_The data_
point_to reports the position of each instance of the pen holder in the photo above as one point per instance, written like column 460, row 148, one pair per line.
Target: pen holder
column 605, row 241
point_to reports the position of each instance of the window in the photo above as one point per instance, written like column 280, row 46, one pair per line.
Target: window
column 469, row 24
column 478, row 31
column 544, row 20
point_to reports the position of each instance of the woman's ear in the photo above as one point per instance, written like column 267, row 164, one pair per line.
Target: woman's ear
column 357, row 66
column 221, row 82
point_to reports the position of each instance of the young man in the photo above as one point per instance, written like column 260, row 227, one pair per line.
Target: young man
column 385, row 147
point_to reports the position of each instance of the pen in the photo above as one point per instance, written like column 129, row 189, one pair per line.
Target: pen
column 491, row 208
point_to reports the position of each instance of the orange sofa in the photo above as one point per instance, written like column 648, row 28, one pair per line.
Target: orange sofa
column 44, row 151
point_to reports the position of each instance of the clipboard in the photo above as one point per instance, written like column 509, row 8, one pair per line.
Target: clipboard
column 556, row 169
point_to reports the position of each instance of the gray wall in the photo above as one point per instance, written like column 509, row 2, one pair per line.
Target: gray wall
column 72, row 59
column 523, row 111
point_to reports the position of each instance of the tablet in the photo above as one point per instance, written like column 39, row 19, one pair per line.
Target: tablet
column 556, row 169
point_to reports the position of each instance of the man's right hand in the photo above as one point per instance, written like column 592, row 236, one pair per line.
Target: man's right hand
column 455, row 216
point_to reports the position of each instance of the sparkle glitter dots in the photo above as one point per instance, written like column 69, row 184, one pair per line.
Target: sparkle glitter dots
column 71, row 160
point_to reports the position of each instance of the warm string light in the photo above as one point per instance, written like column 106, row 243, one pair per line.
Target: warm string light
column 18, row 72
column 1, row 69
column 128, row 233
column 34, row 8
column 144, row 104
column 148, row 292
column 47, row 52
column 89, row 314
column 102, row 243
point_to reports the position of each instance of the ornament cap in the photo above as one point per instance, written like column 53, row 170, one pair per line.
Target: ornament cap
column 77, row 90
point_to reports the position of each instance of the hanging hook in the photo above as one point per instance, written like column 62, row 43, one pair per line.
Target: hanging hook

_What you are asked to do_
Quote word for word the lines above, from the first one through the line holding "column 491, row 208", inclusive.

_Final answer_
point_to reports the position of each instance of the pen holder in the photo above as one point per instance, written like column 460, row 148, one pair per line.
Target: pen holder
column 605, row 241
point_to reports the position of each instance of the window in the photo above as one point per instance, written like column 280, row 46, one pair per line.
Target: window
column 469, row 24
column 478, row 31
column 544, row 20
point_to reports the position of each instance of the woman's ear in the photo above as one point per instance, written like column 267, row 164, one pair per line.
Target: woman's ear
column 357, row 66
column 221, row 82
point_to reports the position of each instance of the young man in the photo above as one point per instance, written like column 260, row 227, one pair per line.
Target: young man
column 385, row 147
point_to reports the position of each instance of the pen in the photo above as one point per instance, written like column 129, row 189, one pair per line.
Target: pen
column 491, row 208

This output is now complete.